╭──
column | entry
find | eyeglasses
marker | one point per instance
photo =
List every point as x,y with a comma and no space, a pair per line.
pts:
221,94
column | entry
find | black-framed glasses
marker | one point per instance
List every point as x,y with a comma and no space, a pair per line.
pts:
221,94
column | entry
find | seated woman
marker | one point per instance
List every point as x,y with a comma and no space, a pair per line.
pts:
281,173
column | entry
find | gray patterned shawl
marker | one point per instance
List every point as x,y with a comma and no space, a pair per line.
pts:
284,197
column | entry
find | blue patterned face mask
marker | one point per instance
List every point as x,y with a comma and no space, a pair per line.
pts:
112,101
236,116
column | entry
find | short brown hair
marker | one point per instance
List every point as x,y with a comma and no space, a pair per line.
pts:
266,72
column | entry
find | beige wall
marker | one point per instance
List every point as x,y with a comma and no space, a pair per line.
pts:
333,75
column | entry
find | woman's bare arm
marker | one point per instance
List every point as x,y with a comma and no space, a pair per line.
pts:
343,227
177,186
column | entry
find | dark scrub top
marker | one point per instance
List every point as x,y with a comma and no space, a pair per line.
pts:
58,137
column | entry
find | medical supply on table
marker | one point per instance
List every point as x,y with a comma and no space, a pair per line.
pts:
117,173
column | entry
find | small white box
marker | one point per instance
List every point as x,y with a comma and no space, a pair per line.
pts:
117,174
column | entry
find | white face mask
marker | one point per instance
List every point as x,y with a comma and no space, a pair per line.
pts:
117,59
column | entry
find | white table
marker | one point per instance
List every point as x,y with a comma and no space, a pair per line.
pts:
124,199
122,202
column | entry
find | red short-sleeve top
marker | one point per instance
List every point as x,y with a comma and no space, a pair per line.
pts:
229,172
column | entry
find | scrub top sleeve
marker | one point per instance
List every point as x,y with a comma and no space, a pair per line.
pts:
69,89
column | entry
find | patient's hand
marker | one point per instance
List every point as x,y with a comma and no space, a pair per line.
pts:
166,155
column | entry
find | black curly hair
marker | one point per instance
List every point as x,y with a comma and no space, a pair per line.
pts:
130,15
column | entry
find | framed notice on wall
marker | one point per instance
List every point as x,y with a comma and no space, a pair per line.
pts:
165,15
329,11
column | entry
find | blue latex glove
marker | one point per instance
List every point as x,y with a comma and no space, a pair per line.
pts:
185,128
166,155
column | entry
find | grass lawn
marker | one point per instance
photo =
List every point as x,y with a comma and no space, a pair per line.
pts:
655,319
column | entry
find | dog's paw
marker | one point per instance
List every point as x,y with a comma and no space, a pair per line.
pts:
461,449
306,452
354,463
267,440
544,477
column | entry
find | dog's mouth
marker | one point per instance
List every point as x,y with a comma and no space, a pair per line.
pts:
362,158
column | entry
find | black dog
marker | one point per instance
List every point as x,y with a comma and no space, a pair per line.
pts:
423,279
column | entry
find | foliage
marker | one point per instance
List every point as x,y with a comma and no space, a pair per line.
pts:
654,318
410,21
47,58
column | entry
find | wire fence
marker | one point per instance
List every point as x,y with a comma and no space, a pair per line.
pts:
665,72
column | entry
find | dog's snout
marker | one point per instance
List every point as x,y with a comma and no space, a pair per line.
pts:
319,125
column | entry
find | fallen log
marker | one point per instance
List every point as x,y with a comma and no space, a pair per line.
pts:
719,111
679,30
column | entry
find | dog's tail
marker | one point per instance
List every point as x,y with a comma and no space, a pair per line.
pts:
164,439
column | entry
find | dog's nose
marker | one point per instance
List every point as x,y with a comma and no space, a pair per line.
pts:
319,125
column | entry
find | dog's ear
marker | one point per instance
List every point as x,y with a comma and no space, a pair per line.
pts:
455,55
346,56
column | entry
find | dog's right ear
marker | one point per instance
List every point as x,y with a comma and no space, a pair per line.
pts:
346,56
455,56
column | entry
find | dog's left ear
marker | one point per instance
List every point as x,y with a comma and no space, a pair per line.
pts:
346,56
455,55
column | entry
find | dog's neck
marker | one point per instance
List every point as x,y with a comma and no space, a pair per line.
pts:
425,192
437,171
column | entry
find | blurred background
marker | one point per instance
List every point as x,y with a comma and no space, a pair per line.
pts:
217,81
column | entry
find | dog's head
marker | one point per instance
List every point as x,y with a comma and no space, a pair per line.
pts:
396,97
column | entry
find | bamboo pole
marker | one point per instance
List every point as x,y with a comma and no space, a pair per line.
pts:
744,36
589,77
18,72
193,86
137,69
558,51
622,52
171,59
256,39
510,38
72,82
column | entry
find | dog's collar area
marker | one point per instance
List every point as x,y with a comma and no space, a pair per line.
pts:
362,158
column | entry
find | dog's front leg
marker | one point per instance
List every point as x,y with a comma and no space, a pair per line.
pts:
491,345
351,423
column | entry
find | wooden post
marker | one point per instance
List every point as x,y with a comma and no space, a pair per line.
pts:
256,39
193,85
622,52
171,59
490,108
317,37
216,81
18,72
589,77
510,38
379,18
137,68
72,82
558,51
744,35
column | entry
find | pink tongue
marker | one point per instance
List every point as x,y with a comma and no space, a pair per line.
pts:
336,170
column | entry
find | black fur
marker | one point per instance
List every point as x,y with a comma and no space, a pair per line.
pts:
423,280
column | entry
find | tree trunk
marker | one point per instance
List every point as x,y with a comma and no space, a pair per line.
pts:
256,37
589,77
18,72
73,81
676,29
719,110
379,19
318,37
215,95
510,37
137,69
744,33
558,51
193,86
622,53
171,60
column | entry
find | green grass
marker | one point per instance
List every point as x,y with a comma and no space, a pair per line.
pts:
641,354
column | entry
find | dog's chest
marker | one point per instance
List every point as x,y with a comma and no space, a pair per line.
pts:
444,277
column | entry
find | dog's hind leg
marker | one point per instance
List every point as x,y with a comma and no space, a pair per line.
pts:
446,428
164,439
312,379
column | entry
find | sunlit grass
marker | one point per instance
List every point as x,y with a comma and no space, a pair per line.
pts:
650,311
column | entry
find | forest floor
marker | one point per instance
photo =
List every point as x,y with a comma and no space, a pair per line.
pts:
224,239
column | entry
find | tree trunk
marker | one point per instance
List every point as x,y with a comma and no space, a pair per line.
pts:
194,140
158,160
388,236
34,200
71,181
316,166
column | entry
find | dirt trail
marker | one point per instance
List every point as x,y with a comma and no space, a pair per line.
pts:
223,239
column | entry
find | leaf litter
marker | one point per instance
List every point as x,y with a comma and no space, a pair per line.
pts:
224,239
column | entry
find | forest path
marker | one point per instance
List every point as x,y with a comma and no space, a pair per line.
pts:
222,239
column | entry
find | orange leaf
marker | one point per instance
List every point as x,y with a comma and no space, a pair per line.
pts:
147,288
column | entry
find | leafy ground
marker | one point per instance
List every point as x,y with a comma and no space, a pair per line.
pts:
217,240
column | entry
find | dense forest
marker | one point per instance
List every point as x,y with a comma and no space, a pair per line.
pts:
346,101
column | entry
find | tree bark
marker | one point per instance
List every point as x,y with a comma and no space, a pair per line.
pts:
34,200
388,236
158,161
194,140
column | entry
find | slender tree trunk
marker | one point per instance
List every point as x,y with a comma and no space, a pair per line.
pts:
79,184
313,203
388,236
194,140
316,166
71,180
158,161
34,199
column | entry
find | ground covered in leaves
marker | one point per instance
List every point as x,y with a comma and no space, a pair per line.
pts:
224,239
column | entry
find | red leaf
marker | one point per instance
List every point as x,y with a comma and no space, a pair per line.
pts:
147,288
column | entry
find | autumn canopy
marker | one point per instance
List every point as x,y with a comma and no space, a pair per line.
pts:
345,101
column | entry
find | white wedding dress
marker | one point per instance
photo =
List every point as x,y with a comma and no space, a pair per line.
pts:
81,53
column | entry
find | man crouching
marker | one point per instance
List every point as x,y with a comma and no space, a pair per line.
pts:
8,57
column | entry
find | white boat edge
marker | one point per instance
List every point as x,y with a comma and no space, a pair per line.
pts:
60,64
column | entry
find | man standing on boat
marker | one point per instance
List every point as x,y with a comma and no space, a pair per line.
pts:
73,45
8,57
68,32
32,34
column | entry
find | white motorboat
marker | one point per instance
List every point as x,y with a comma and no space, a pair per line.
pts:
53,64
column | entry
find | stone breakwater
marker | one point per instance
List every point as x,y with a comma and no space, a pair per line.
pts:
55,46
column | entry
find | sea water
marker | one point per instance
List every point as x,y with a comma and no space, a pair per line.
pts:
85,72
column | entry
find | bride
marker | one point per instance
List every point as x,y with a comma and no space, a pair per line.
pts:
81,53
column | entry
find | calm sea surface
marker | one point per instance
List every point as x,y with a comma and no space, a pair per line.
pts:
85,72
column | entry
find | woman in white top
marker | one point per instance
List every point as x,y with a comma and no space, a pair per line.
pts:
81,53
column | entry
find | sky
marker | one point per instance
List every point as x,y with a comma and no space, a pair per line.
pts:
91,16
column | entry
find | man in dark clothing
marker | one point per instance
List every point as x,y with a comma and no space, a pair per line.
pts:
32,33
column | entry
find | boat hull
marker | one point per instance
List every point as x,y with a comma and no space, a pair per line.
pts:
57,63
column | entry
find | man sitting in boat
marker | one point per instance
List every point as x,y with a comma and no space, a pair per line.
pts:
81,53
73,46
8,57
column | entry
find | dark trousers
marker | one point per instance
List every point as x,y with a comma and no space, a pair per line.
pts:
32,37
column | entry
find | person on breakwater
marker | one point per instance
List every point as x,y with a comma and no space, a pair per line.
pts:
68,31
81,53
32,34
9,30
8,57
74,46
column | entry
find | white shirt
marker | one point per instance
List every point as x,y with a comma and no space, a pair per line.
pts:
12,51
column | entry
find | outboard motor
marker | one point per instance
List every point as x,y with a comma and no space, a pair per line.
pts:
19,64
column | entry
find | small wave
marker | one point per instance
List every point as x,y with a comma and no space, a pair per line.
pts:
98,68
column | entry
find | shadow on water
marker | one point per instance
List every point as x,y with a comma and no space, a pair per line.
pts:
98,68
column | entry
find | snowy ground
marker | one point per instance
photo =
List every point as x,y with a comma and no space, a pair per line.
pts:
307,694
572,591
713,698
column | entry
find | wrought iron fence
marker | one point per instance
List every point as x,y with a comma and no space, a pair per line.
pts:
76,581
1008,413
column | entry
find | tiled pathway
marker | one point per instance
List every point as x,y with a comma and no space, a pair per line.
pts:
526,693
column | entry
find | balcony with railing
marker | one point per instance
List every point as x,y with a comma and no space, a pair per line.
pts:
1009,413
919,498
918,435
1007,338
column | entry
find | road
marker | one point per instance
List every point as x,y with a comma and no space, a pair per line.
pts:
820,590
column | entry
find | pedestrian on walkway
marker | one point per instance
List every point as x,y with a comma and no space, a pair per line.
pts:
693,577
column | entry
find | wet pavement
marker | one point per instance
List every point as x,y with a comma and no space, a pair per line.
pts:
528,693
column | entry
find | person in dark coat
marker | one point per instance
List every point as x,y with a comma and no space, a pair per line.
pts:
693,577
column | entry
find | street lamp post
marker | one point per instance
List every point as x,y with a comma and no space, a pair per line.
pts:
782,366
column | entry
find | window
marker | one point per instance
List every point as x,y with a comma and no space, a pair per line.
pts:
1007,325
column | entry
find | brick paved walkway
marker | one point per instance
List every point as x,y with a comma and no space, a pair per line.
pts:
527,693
╰──
§ **Given request**:
Count the lines in the material above that contain the string "sleeve", treating uppercase and lowercase as different, and reply with the number alone.

§ **Completed exercise**:
2